Massimo Manzi, direttore artistico di Gubbio No Borders…
Agosto 16, 2006 in Musica da Redazione
Intervista al deus ex-machina di una delle manifestazioni jazz italiane più interessanti.
Massimo Manzi nasce nel 1956 a Roma. Dalla metà degli anni ‘80 intraprende un’intensa attività musicale che lo vede al fianco di svariati jazzisti della scena internazionale. E’ docente di batteria jazz e collabora con alcune note aziende per la produzione di percussioni. Direttore artistico del Gubbio No Borders, quest’anno ha suonato durante la stessa manifestazione con Kenny Wheeler e la Colours Jazz Orchestra. L’abbiamo intervistato [e fotografato, n.d.r.] dietro le quinte pochi minuti dopo la fine dell’atteso concerto.
Com’è oggi la situazione del jazz in Italia? C’è spazio per i giovani jazzisti?
Nonostante il jazz italiano stia ottenendo diversi riconoscimenti anche all’estero, la situazione dei giovani è tutt’altro che facile. Per chi si avvicina al jazz oggi, si prospetta un futuro difficile. Un tempo era più difficile studiare che affermarsi, oggi probabilmente avviene il contrario. Personalmente cerco di inserire, quando possibile, alcuni artisti emergenti in Gubbio No Borders. E’ una buona opportunità per aumentare la propria visibilità.
Oltre che affermato batterista e insegnante, lei collabora con alcune importanti aziende per la produzione di strumenti acustici. Quanto è importante la corretta riproduzione del suono in un concerto? Mi riferisco ad esempio all’acustica migliorabile in luoghi noti come l’Auditorium di Roma.
E’ molto importante, non ci sono dubbi. Ricordo molti concerti in cui l’acustica era pessima e sviliva l’evento. Noi siamo sempre stati attenti a quest’aspetto. Stasera purtroppo alcune apparecchiature si sono bagnate a causa della pioggia e ci hanno dato qualche problema.
Già, la pioggia. Quest’anno il cattivo tempo non vi ha dato tregua.

• _ESERCIZI DA SVOLGERE_
#1 Traduci in inglese questa frase dell'intervista a Massimo Manzi: "Per chi si avvicina al jazz oggi, si prospetta un futuro difficile."
#2 Riporta fedelmente il tratto dell'intervista a Massimo Manzi che comincia con "Massimo Manzi nasce" e prosegue fino a "i giovani jazzisti?".

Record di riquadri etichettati
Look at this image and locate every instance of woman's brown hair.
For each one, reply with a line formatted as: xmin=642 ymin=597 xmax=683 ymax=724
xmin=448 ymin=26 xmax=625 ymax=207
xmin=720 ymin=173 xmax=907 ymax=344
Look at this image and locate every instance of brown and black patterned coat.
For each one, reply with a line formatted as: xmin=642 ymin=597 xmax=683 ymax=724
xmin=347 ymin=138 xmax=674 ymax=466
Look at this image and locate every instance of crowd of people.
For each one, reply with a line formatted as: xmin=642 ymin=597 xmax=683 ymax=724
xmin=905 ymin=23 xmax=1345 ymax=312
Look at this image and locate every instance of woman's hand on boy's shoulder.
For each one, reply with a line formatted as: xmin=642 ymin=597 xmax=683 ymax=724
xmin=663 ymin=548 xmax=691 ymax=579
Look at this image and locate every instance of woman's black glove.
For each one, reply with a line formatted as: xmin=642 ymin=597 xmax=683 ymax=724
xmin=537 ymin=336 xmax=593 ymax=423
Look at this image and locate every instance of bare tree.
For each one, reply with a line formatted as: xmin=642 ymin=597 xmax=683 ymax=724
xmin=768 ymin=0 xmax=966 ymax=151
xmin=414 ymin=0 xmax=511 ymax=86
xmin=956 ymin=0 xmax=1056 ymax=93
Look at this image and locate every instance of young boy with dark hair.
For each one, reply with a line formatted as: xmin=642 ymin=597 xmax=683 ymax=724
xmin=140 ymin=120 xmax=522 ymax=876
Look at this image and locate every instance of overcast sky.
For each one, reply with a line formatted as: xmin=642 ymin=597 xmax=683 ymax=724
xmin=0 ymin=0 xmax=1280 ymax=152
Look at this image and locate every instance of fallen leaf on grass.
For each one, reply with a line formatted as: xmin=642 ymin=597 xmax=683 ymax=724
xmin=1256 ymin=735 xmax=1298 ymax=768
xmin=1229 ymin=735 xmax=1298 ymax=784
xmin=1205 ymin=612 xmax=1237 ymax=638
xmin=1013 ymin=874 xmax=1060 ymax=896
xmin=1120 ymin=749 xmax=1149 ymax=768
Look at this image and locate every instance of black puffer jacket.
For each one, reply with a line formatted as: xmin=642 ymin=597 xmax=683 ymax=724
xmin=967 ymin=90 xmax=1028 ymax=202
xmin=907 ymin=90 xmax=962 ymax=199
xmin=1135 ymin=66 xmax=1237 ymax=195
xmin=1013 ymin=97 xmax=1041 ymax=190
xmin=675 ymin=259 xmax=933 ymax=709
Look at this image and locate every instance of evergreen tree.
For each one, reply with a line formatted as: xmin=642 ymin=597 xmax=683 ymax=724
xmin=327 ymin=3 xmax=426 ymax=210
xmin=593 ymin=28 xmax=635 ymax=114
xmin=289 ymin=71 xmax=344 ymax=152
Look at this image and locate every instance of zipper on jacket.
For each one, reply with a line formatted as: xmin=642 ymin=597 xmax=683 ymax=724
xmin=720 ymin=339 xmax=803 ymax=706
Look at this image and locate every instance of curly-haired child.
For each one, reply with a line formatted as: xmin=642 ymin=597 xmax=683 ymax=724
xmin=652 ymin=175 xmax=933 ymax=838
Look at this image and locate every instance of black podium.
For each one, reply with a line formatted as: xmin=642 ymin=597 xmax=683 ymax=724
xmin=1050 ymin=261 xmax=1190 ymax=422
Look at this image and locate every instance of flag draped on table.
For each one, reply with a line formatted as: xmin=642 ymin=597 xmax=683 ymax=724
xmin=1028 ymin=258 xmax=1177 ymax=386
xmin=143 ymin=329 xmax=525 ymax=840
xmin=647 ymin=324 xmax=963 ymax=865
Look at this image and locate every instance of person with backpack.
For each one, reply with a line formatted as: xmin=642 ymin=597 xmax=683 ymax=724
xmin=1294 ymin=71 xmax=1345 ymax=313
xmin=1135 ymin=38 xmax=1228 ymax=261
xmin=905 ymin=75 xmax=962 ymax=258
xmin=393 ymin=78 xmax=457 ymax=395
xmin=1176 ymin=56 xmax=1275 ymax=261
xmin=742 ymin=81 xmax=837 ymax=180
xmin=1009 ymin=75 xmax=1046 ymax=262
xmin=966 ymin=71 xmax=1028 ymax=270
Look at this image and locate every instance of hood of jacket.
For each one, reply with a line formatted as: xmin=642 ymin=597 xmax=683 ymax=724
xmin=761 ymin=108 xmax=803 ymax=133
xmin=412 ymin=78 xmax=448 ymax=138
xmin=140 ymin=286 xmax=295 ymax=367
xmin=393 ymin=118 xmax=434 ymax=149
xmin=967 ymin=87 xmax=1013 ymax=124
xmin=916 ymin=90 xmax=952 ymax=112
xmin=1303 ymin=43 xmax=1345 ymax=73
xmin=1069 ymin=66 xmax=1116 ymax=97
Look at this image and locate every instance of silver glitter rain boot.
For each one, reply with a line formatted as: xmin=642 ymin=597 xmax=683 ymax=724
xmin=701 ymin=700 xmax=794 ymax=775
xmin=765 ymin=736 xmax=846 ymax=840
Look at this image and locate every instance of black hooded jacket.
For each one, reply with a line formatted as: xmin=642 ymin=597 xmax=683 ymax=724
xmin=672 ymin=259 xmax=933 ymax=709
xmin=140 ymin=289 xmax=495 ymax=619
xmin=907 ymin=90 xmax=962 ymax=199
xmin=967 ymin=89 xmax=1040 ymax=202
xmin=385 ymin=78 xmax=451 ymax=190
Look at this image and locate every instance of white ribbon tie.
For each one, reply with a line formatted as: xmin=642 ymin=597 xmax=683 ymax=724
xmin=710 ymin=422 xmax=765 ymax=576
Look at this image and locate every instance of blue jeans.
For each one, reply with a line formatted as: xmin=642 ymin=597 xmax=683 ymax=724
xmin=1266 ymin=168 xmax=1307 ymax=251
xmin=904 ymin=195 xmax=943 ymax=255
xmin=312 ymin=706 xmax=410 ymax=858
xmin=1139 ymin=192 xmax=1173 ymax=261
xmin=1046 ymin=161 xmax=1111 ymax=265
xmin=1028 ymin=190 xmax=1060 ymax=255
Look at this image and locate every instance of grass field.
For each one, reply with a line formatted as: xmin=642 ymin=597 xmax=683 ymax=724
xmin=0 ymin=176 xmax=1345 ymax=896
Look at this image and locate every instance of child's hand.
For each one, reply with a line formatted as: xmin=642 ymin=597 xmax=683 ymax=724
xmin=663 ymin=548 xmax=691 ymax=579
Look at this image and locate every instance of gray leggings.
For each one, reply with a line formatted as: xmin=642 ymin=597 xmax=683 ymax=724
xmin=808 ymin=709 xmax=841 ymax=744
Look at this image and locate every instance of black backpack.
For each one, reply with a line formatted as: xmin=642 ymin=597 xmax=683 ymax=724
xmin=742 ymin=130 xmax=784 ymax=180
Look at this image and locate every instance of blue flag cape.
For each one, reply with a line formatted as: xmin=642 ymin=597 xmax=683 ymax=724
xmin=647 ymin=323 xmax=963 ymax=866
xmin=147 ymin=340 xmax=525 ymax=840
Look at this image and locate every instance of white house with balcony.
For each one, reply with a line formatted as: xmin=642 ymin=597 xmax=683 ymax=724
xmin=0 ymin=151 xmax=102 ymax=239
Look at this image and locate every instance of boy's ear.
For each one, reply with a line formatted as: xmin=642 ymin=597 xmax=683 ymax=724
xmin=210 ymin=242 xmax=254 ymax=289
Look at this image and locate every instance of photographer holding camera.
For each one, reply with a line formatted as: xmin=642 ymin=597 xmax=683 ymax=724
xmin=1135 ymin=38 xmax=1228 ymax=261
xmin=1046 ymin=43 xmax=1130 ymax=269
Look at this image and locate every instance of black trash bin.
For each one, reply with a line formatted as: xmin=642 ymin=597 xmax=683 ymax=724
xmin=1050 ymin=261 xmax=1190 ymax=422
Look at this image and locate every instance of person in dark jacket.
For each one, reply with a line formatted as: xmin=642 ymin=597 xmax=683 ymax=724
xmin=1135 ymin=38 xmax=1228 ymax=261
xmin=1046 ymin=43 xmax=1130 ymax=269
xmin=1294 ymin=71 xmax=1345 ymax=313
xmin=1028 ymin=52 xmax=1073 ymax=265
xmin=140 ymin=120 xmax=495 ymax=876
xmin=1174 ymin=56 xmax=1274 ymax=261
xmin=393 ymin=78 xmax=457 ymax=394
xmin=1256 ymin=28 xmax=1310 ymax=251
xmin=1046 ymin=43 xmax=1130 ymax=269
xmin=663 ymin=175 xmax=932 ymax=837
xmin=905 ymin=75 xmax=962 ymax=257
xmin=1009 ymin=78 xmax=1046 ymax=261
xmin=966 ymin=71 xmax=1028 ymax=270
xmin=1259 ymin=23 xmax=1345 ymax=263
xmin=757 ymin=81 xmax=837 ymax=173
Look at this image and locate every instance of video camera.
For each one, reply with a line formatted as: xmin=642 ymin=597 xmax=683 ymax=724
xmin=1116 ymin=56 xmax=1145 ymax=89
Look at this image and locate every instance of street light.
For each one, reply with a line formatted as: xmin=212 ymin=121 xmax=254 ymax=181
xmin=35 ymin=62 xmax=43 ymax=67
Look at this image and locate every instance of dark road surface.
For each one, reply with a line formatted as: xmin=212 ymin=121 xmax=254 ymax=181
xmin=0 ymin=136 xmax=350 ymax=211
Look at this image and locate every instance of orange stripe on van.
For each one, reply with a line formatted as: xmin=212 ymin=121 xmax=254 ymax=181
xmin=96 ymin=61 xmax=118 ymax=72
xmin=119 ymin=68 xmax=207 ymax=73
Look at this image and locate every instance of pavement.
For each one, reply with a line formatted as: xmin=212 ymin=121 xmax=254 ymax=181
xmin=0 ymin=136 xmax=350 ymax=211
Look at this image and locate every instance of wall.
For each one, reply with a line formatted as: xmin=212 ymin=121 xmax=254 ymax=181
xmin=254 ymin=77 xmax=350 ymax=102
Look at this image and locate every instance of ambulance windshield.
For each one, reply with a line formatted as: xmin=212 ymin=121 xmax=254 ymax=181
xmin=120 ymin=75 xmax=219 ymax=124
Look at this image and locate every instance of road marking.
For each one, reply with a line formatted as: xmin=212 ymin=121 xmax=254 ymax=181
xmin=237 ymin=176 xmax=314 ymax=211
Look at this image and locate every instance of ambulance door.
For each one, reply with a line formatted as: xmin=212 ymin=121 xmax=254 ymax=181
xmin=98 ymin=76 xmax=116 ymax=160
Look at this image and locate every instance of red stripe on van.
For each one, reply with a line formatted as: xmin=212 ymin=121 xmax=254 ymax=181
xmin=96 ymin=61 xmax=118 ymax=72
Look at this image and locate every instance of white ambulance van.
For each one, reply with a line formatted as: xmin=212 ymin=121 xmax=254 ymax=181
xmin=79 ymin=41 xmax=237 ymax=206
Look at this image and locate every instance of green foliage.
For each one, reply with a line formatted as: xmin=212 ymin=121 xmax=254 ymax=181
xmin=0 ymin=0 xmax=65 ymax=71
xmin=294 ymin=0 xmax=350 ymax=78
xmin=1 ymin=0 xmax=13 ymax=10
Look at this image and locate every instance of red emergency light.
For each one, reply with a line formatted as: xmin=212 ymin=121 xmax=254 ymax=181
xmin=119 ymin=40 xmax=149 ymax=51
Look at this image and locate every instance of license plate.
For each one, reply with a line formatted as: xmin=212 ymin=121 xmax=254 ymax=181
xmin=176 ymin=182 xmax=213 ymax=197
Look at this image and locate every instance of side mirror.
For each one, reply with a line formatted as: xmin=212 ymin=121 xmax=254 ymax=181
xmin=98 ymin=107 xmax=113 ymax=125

• _RISPOSTE SCRITTE_
#1 For those approaching jazz today, a difficult future lies ahead.

#2
Massimo Manzi nasce nel 1956 a Roma. Dalla metà degli anni ‘80 intraprende un’intensa attività musicale che lo vede al fianco di svariati jazzisti della scena internazionale. E’ docente di batteria jazz e collabora con alcune note aziende per la produzione di percussioni. Direttore artistico del Gubbio No Borders, quest’anno ha suonato durante la stessa manifestazione con Kenny Wheeler e la Colours Jazz Orchestra. L’abbiamo intervistato [e fotografato, n.d.r.] dietro le quinte pochi minuti dopo la fine dell’atteso concerto.
Com’è oggi la situazione del jazz in Italia? C’è spazio per i giovani jazzisti?